Durable execution is the property that makes Catalyst workflows and agents resilient to crashes, restarts, deploys, and infrastructure failures. Every step a workflow takes is persisted, so when a process dies mid-flight, the execution resumes from the last successful step rather than starting from scratch. This page explains the mechanics: what gets persisted, how state is reconstructed, and what rules your orchestrator code has to follow.

This model is inherited from Dapr Workflows, the open-source runtime Catalyst is built on. The semantics described here apply equally to workflows you author directly (see Develop workflows) and to AI agents running on Catalyst (see AI agents). Agents are workflows underneath.

What "durable" actually means

A durable workflow can crash at any point (process kill, pod eviction, region failover, deploy rollout) and on restart it resumes execution from exactly where it stopped. The work executed so far is not repeated, no execution state is lost, and no external side effects of completed work are duplicated. From the orchestrator's perspective the crash is invisible: the code sees the same return value from activities after the restart and continues to the next line.

This isn't checkpointing in the snapshot sense. Catalyst does not pause your code to serialize the call stack. It's a much more powerful property, achieved through event sourcing and deterministic replay.

Event sourcing: the history log

Every workflow instance has a history: an append-only log of every event that has happened to it. Events look like:

  • WorkflowStarted(input=...)
  • ActivityScheduled(name="charge_card", input=...)
  • ActivityCompleted(name="charge_card", output=...)
  • TimerCreated(fires_at=...)
  • TimerFired(...)
  • ExternalEventReceived(name="human_approval", payload=...)
  • WorkflowCompleted(output=...)

Those are the friendly names. Under the hood, Dapr's workflow engine records these as ExecutionStarted, TaskScheduled, TaskCompleted / TaskFailed, TimerCreated, TimerFired, EventRaised, and ExecutionCompleted, plus SubOrchestrationInstanceCreated / Completed / Failed for child workflows. You'll see those names in traces, engine logs, and the Catalyst console when inspecting an instance.

The history is written to a durable store (managed by Catalyst) every time the workflow code reaches an await point: every time it pauses to wait for an activity, a timer, or an external event. The history is the workflow's only source of truth. There is no snapshot, no serialized stack, no pickled state, just the log of what has already happened.

Replay: reconstructing state without snapshots

When a workflow needs to resume (whether after a normal await, a process crash, or a region failover), the runtime does not restore a snapshot of variables. Instead, it re-runs the orchestrator function from the top, replaying the history event by event:

  1. The orchestrator starts executing from line 1.

* Short exercise a: According to the page on durable execution, which open-source runtime is Catalyst built on?

* Records supplied:
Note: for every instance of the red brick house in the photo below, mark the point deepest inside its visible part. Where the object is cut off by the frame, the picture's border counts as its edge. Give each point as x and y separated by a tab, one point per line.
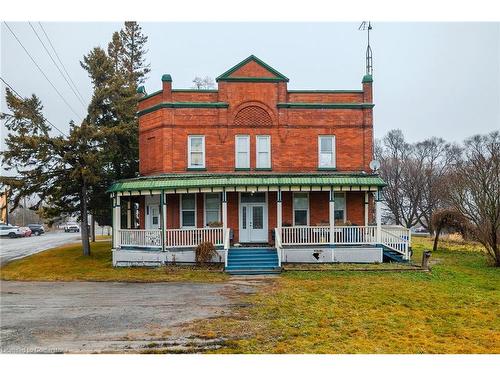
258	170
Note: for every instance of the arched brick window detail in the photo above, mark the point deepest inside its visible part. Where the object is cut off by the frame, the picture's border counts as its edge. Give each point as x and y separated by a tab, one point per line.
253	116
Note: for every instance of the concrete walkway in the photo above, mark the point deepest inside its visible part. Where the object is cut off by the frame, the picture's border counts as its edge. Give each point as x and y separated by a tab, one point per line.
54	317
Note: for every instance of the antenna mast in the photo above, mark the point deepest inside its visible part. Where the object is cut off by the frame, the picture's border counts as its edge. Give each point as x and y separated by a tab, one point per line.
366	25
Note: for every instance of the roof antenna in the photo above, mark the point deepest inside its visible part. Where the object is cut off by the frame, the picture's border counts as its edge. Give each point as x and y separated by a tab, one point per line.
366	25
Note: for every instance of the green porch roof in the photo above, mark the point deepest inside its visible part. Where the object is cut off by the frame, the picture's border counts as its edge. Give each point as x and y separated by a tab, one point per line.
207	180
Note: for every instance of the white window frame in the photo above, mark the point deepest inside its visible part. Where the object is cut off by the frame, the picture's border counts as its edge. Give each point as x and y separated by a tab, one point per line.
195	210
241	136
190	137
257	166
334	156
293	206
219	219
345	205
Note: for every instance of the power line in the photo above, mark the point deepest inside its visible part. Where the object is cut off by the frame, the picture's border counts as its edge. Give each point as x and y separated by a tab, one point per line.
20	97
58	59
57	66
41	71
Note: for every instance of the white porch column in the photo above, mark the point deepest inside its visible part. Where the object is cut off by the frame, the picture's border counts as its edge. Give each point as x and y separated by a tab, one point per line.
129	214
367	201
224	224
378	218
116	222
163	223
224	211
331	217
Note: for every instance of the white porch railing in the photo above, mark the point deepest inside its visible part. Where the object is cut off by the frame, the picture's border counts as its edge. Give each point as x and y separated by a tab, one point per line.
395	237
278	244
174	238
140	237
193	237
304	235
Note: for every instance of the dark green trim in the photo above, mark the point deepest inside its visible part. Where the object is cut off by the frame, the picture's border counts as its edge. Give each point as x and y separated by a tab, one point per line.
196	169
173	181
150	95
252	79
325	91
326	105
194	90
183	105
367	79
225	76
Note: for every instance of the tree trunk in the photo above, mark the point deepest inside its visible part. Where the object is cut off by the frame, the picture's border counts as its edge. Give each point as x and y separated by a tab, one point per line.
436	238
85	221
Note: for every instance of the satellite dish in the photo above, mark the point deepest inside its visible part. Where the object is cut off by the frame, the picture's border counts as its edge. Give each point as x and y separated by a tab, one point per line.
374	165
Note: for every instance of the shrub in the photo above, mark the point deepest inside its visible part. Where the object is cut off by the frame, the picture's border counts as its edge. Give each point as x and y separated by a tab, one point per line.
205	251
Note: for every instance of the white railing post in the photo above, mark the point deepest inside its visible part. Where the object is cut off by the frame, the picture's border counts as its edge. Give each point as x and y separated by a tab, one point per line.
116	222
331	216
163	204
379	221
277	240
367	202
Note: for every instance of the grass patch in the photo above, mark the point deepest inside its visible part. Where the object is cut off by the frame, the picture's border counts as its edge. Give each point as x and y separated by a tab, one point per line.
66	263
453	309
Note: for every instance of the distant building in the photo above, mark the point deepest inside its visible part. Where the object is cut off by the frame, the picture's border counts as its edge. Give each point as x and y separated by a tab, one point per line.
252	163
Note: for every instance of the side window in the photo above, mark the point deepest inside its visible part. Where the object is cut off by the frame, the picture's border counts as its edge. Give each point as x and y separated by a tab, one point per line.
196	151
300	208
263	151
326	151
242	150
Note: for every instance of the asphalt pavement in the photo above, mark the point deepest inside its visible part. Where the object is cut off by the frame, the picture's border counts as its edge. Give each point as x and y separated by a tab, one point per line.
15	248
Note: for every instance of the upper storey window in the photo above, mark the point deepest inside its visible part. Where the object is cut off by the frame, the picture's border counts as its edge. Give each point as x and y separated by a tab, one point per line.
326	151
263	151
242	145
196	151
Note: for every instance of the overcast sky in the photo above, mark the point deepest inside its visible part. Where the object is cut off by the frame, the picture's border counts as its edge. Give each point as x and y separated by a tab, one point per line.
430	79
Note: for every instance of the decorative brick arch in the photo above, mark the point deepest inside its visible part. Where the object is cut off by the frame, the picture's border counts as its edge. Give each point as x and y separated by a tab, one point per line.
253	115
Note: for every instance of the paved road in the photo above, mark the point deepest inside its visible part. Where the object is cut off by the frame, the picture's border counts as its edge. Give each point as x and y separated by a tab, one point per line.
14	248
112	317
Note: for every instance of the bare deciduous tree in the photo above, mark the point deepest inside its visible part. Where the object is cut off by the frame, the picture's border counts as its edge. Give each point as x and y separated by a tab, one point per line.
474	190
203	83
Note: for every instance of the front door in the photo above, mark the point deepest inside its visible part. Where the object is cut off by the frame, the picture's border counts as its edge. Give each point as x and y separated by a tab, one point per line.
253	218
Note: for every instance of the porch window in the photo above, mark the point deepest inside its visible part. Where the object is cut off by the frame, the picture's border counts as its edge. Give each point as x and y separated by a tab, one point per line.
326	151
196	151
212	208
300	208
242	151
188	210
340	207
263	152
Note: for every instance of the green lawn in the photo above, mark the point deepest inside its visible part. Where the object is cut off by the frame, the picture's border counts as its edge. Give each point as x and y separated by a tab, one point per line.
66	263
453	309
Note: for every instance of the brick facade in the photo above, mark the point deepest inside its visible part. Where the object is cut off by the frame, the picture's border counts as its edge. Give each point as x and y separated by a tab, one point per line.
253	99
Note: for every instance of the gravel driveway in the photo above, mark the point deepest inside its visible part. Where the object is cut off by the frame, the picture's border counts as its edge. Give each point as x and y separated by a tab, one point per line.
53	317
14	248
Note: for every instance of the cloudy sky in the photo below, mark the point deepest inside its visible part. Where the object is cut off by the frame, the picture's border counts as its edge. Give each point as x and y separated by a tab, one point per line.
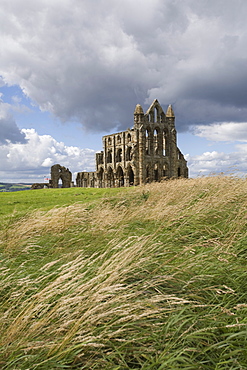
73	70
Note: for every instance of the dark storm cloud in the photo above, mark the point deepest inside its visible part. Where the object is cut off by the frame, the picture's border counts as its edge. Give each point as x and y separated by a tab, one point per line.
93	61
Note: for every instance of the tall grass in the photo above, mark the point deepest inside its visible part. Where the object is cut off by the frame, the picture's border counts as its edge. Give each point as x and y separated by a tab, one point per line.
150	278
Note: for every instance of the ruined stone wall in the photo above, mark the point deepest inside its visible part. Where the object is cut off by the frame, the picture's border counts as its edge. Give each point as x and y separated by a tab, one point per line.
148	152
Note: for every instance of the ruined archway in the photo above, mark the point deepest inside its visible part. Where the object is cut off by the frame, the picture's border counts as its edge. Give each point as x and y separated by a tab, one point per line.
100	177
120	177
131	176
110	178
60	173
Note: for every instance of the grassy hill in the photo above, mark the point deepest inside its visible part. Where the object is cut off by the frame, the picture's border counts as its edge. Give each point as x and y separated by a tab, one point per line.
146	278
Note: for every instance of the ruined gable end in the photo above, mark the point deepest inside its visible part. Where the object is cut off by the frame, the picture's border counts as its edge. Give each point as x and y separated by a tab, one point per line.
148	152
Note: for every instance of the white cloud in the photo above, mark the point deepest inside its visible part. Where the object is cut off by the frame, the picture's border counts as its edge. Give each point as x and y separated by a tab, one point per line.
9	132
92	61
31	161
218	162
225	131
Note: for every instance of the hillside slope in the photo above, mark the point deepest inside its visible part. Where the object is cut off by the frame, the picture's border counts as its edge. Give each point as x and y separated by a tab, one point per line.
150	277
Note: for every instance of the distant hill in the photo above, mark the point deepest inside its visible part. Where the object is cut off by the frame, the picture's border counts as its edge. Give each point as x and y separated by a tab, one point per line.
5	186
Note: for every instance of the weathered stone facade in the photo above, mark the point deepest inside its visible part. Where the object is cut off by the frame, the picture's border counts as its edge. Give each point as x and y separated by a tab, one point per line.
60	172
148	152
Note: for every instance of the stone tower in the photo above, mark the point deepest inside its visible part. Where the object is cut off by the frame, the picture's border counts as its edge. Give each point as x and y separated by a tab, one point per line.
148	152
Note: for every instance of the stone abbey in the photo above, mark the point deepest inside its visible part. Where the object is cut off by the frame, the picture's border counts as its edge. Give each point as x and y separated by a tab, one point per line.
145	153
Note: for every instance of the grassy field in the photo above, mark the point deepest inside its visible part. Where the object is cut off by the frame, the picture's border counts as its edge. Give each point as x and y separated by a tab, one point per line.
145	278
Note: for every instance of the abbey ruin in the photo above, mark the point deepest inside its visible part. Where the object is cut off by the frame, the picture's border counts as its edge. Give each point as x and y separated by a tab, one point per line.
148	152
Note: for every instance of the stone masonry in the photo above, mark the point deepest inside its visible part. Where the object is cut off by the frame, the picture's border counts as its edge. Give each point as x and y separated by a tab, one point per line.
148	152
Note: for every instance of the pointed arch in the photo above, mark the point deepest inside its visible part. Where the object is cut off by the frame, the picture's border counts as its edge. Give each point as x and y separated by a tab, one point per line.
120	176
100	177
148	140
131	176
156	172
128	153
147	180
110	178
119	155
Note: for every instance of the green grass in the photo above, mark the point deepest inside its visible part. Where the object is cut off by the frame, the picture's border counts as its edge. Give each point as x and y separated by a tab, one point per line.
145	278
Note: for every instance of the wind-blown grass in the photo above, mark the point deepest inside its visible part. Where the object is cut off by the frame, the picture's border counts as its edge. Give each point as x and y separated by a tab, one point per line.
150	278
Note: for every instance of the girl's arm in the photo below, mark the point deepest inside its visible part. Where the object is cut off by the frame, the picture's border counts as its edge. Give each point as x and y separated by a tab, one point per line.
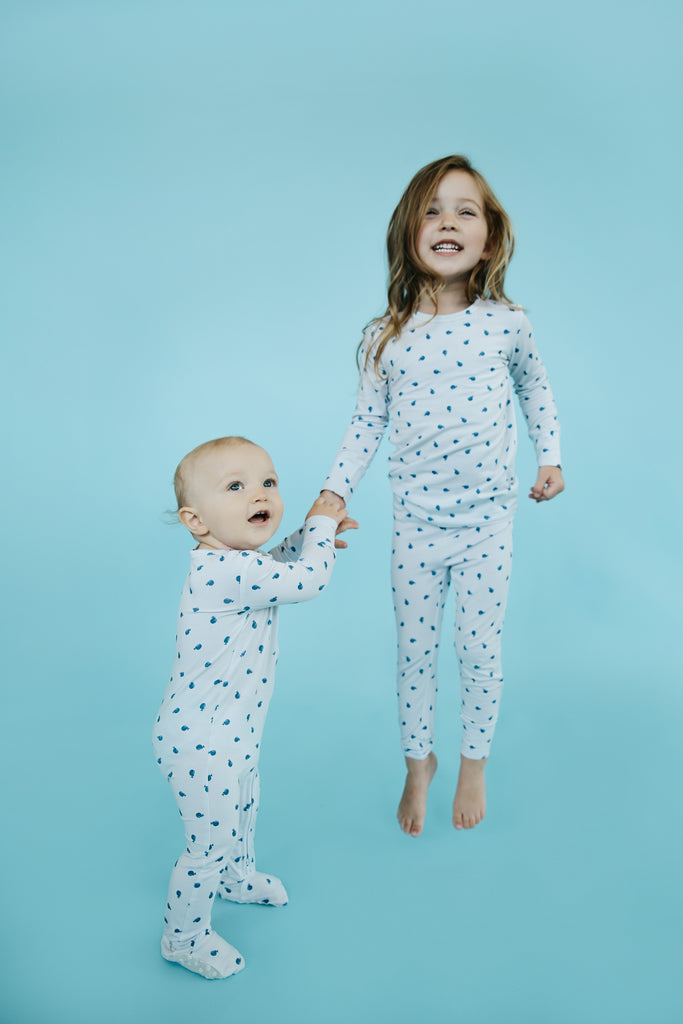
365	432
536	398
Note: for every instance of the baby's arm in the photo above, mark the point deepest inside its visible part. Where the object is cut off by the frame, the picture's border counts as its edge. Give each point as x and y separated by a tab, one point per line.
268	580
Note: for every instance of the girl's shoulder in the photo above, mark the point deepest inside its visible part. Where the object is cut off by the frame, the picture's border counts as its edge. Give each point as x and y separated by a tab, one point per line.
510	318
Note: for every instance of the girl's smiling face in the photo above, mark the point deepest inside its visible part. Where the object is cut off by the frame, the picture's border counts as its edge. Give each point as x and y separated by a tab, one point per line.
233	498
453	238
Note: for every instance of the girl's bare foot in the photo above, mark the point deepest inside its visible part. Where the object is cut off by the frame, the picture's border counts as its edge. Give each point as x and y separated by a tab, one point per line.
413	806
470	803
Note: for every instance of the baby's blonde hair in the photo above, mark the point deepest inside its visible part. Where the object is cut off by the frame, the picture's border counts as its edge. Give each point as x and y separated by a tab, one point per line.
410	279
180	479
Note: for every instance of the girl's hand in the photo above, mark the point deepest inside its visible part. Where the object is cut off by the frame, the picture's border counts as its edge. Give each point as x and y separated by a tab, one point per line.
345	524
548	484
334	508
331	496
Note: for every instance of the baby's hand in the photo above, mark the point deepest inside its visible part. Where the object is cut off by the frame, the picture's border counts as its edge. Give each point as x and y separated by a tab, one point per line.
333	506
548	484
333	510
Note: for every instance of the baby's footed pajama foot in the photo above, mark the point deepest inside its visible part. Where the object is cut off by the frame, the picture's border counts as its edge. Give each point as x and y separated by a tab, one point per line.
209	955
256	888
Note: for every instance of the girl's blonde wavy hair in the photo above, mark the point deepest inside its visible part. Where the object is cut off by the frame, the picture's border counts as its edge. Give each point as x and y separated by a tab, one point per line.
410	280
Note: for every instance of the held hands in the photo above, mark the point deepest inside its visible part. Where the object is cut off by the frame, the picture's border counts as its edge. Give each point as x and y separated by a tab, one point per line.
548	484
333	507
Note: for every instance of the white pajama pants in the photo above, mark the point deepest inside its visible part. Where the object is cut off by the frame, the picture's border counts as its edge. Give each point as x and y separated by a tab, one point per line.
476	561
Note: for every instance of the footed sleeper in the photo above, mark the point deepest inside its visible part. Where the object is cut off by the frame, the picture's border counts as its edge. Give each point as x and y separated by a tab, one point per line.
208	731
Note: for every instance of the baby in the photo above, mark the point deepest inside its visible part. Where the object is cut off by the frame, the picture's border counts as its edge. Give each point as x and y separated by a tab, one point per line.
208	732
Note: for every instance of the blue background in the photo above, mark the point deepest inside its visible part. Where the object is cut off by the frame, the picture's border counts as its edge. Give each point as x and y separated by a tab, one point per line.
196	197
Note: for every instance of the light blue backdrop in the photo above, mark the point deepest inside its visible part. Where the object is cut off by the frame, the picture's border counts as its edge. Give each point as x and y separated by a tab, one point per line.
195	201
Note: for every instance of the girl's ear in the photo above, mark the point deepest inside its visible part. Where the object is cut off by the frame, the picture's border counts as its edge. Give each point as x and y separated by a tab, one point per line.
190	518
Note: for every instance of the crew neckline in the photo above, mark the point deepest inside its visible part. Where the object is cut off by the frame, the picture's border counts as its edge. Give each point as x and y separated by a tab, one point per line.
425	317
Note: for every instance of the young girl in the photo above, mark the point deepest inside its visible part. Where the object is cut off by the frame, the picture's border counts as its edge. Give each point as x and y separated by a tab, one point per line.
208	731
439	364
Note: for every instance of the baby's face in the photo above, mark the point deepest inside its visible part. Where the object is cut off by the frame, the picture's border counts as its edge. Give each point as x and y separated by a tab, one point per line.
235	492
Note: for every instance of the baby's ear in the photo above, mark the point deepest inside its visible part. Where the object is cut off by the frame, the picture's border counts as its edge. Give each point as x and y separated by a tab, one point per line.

* Short exercise b: Extract each line of the rows that contains the string "brick".

* Task output a: Dapr Workflows

* Task output b:
Note: for every instance of the red brick house in the photo below, mark the point deepest inside its visible part. Where the object is cut off by the frame, the picture's border counts as its edge. Give each point as x and y separated by a tab, one point per line.
Note: for every instance of the arched brick window detail in the photo above, mark the point deepest inside its visible part. Where the object is cut off by the frame, the picture's border counts as its edge. Give each point as x and y separated by a tab, one point per line.
Note: for every instance of the decorative brick arch in the photo above, mark the point deepest inside its visible part. Where the object is cut off by the frame, the picture's border counts as its edge. Give each point as x and y separated by a tab, one point per line.
Note: for every instance of the brick facade in the photo above, mark the point deepest inside its visible part. Where the object is cut off by the frame, the picture's border counts as its edge. Give each point as x and y separated by a tab, one point per line.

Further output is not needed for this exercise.